_Exercise goal_: Reproduce every line of the rows below verbatim, leaving out the picture lines.
-- start --
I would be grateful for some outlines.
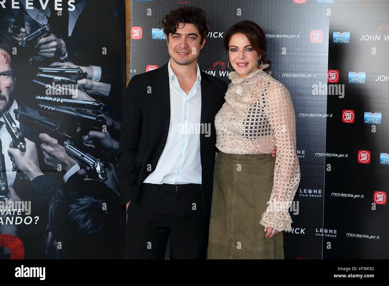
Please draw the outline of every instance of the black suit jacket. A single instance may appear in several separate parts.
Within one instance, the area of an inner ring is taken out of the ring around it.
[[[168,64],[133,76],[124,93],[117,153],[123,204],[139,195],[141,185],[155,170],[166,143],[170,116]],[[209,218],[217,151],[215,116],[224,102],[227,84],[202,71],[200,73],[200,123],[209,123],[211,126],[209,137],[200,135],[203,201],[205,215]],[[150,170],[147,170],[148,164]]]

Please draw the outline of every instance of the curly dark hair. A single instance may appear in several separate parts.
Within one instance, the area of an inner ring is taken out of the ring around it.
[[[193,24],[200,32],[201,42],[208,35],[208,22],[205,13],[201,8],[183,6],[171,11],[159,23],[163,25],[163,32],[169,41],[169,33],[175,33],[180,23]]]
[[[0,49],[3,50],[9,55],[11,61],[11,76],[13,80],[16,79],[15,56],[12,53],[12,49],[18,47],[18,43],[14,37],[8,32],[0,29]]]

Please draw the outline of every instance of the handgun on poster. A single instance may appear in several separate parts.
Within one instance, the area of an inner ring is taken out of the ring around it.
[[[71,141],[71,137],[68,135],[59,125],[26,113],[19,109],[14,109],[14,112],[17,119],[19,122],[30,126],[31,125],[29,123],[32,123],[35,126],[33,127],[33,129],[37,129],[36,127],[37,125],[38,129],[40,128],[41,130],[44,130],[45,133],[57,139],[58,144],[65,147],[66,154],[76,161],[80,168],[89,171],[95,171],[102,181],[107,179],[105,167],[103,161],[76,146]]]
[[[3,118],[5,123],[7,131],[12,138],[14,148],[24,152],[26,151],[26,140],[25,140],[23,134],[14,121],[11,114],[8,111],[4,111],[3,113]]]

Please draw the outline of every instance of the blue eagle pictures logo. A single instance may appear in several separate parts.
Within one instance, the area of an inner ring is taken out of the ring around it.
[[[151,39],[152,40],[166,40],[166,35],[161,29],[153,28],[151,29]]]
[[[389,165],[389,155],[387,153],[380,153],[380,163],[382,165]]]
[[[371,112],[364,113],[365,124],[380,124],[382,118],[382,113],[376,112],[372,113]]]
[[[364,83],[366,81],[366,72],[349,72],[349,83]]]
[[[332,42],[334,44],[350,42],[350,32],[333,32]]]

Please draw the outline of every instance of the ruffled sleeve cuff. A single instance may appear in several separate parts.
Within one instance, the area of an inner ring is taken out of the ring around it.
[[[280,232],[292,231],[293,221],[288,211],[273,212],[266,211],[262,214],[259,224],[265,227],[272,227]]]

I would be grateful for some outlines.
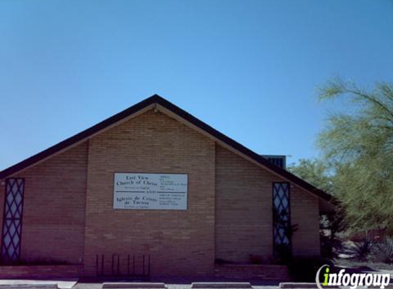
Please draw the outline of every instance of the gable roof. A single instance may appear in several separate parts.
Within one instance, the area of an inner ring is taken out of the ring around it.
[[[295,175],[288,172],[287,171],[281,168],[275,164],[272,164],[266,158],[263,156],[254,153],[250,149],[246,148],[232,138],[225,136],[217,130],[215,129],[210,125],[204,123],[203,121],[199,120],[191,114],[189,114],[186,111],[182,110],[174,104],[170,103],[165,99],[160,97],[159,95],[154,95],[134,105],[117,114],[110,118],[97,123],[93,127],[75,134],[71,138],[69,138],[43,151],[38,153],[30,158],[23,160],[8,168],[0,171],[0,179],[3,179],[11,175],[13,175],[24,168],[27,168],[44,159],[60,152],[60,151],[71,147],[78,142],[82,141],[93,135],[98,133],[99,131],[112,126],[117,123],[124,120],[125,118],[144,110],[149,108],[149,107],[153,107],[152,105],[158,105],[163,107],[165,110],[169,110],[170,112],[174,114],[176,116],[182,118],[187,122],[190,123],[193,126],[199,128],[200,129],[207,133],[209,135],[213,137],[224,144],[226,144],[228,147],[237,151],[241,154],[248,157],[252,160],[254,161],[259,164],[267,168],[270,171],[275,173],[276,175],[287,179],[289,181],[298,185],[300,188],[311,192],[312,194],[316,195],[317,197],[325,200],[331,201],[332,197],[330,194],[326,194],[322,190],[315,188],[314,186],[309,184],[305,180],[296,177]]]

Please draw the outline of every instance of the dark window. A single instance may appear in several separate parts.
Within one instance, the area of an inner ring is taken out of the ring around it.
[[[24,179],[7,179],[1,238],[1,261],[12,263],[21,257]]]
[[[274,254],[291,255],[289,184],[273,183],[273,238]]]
-- end --
_Exercise response_:
I would be grateful for some outlines.
Please draw the outline of every instance of the black suit jacket. A single instance may appear in several separate parts.
Within one instance, the area of an inner ring is taken out of the ring around it.
[[[168,64],[133,76],[124,93],[117,153],[123,204],[139,195],[141,185],[155,170],[166,143],[170,116]],[[209,218],[217,151],[215,116],[224,102],[227,84],[202,71],[200,73],[200,123],[209,123],[211,126],[209,137],[200,135],[203,201],[205,215]],[[150,170],[147,170],[148,164]]]

Please draw the outline of every instance of the curly dark hair. A single instance may appear in several separate parts.
Within one instance, the area of an inner ring is taken out of the ring around it.
[[[193,24],[200,32],[201,42],[208,35],[208,22],[205,13],[201,8],[183,6],[171,11],[159,23],[163,25],[163,32],[169,41],[169,33],[175,33],[180,23]]]
[[[0,49],[3,50],[9,55],[11,61],[11,76],[13,80],[16,79],[15,56],[12,53],[12,49],[18,47],[18,43],[14,37],[8,32],[0,29]]]

Please draw the outline of every instance of the handgun on poster. A single instance may appear in several separate parts.
Within one instance, the area of an inner ring is taken out of the ring around it.
[[[71,141],[71,137],[68,135],[59,125],[26,113],[19,109],[14,109],[14,112],[17,119],[19,122],[30,126],[31,125],[29,123],[32,123],[35,126],[33,127],[33,129],[37,129],[36,127],[37,125],[38,129],[40,128],[41,130],[44,130],[45,133],[57,139],[58,144],[65,147],[66,154],[76,161],[80,168],[89,171],[95,171],[102,181],[107,179],[105,167],[103,161],[76,146]]]
[[[3,118],[5,123],[7,131],[12,138],[14,148],[24,152],[26,151],[26,140],[25,140],[23,134],[14,121],[11,114],[8,111],[4,111],[3,113]]]

Please draw the outline of every instance of the blue eagle pictures logo. A single instance may appear in several separate parts.
Within one instance, the area of an inner ring is taken out of the ring around it.
[[[151,39],[152,40],[166,40],[166,35],[161,29],[153,28],[151,29]]]
[[[389,165],[389,155],[387,153],[380,153],[380,163],[382,165]]]
[[[371,112],[364,113],[365,124],[380,124],[382,118],[382,113],[376,112],[372,113]]]
[[[364,83],[366,81],[366,72],[349,72],[349,83]]]
[[[332,42],[334,44],[350,42],[350,32],[333,32]]]

Please draw the outline of every instance of the ruffled sleeve cuff. A single instance may appear in several separate parts.
Within one instance, the area of an inner ring is taken out of the ring around it.
[[[280,232],[292,231],[293,221],[288,211],[273,212],[266,211],[262,214],[259,224],[265,227],[272,227]]]

I would be grateful for some outlines.
Please draw the outline of every instance of the gable roof. A single instance may appear in several separate parts.
Within one instance, the area of an inner ring is taken out of the ring around it.
[[[295,175],[288,172],[287,171],[281,168],[275,164],[272,164],[266,158],[263,156],[254,153],[250,149],[246,148],[232,138],[225,136],[217,130],[215,129],[210,125],[204,123],[203,121],[199,120],[191,114],[189,114],[186,111],[182,110],[174,104],[170,103],[165,99],[160,97],[159,95],[154,95],[134,105],[117,114],[110,118],[97,123],[93,127],[75,134],[71,138],[69,138],[43,151],[38,153],[30,158],[23,160],[8,168],[0,171],[0,179],[3,179],[11,175],[13,175],[24,168],[27,168],[44,159],[60,152],[60,151],[71,147],[78,142],[82,141],[93,135],[98,133],[99,131],[112,126],[117,123],[124,120],[125,118],[144,110],[149,108],[149,107],[153,107],[152,105],[158,105],[163,107],[165,110],[169,110],[170,112],[174,114],[176,116],[182,118],[187,122],[190,123],[193,126],[199,128],[200,129],[207,133],[209,135],[213,137],[224,144],[226,144],[228,147],[237,151],[241,154],[248,157],[252,160],[254,161],[259,164],[267,168],[270,171],[275,173],[276,175],[287,179],[289,181],[298,185],[300,188],[311,192],[312,194],[316,195],[317,197],[325,200],[331,201],[332,197],[330,194],[326,194],[322,190],[315,188],[314,186],[309,184],[305,180],[296,177]]]

Please draw the outline of every instance of the dark window. A single instance may appear in several separate parts.
Within one instance, the area of an inner ring is taken out of the ring around it.
[[[24,179],[7,179],[1,238],[1,261],[12,263],[21,257]]]
[[[274,254],[291,255],[289,184],[273,183],[273,238]]]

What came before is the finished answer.